--- Stated task ---
Retype the whole listing below, character for character.

--- Records to use ---
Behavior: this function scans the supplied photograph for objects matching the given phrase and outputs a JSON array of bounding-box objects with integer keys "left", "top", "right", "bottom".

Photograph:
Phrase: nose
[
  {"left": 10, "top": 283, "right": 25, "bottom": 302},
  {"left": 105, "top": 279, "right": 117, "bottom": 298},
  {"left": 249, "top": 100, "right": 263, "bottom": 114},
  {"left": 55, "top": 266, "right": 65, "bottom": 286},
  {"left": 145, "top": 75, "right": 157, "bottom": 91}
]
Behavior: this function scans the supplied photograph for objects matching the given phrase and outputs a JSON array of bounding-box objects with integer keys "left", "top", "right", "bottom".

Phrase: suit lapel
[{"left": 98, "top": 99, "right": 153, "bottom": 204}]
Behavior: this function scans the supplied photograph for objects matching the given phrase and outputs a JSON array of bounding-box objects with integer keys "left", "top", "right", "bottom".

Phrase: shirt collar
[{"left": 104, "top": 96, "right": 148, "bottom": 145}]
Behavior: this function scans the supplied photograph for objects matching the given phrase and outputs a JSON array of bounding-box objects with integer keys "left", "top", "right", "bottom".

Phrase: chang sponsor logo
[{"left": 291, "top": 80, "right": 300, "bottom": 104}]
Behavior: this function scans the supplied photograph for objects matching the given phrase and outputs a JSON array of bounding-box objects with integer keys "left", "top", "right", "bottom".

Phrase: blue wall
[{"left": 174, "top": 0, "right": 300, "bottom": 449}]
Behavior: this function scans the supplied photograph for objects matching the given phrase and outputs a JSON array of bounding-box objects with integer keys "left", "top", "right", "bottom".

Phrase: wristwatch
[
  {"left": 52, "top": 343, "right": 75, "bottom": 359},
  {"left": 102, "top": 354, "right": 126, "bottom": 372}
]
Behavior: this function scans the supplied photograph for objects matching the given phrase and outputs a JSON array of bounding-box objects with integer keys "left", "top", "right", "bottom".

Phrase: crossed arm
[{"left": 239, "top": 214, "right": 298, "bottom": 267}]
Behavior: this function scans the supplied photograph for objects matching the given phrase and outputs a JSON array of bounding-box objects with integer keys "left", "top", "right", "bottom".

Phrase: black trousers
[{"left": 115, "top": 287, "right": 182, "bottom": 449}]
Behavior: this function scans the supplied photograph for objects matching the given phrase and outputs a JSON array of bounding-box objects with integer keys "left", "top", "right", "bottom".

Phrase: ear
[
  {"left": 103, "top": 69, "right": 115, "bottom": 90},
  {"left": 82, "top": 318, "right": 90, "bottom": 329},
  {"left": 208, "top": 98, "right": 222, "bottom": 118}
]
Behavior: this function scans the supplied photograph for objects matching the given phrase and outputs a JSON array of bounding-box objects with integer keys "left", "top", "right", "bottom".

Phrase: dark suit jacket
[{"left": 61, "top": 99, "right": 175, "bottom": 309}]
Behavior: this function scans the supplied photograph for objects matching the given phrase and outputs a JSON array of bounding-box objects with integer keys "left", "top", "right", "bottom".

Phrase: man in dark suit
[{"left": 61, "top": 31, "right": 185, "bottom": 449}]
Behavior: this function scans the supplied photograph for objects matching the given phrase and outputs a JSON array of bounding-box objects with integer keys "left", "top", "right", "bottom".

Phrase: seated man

--- Exercise result ---
Behavior: this function scans the supplied photograph for objects matching the given phrase and outputs a JSON array of bounding-box objects with integer keys "left", "top", "right", "bottom".

Photograph:
Phrase: nose
[
  {"left": 10, "top": 283, "right": 25, "bottom": 302},
  {"left": 105, "top": 279, "right": 117, "bottom": 298},
  {"left": 249, "top": 100, "right": 263, "bottom": 114},
  {"left": 55, "top": 266, "right": 65, "bottom": 286},
  {"left": 145, "top": 75, "right": 157, "bottom": 91}
]
Behavior: this function scans the supplied photograph for objects matching the given phrase and outputs a JSON array of bounding-box objects with integer keys "left", "top", "right", "bottom".

Phrase: suit lapel
[{"left": 98, "top": 99, "right": 153, "bottom": 204}]
Behavior: this function scans the supplied photograph for objects matching the given phrase and outputs a JSON array of bounding-box objects with integer keys "left", "top", "right", "bottom".

Phrase: shirt collar
[{"left": 104, "top": 96, "right": 148, "bottom": 145}]
Behavior: this function scans the supplied photograph for objects matching the given phrase and outputs a JSON array of bounding-box objects with integer keys "left", "top", "right", "bottom".

Phrase: chang sponsor logo
[{"left": 291, "top": 80, "right": 300, "bottom": 104}]
Behavior: this function scans the supplied photograph for objects matching the given phrase and outputs a JSON array of bounding-box objects with integer keys "left", "top", "right", "bottom".

Phrase: blue wall
[{"left": 174, "top": 0, "right": 300, "bottom": 449}]
Behavior: this function scans the supplied photograph for objects matching the given phrase and outputs a JSON array of bounding-box objects with integer keys "left", "top", "right", "bottom".

Phrase: wristwatch
[
  {"left": 52, "top": 343, "right": 75, "bottom": 359},
  {"left": 102, "top": 354, "right": 126, "bottom": 372}
]
Behavior: this function scans the supplied photograph for objects matching the given phrase and outputs a JSON array of bounding-box objects with integer keys "left", "top", "right", "bottom".

Phrase: crossed arm
[{"left": 239, "top": 214, "right": 298, "bottom": 267}]
Behavior: this function scans the supplied photograph for objects matching the given phrase and outputs a JSON array of bounding-box objects with integer keys "left", "top", "right", "bottom".

Phrase: black trousers
[{"left": 115, "top": 287, "right": 182, "bottom": 449}]
Behavior: this function scans the supplied photograph for objects matching the given phrase and outputs a JSON array of bounding-box objects with integer keys "left", "top", "right", "bottom".

Phrase: ear
[
  {"left": 103, "top": 69, "right": 115, "bottom": 90},
  {"left": 82, "top": 318, "right": 90, "bottom": 329},
  {"left": 208, "top": 98, "right": 222, "bottom": 118}
]
Behavior: this function scans the supplied photograph for objects matching the given phrase and outputs a JSON array of bounding-box objects with integer keys "left", "top", "right", "bottom".

Phrase: dark suit jacket
[{"left": 61, "top": 99, "right": 175, "bottom": 309}]
Behavior: this function scans the supplied photograph for objects matching the given phrase and outputs a JSON array of bounding-box objects with integer keys "left", "top", "right", "bottom".

Phrase: man in dark suit
[{"left": 61, "top": 31, "right": 185, "bottom": 449}]
Behavior: this function scans the supplied photograph for objects matching the given phrase and outputs a JSON array of bounding-box objects with integer keys "left", "top", "right", "bottom".

Phrase: seated man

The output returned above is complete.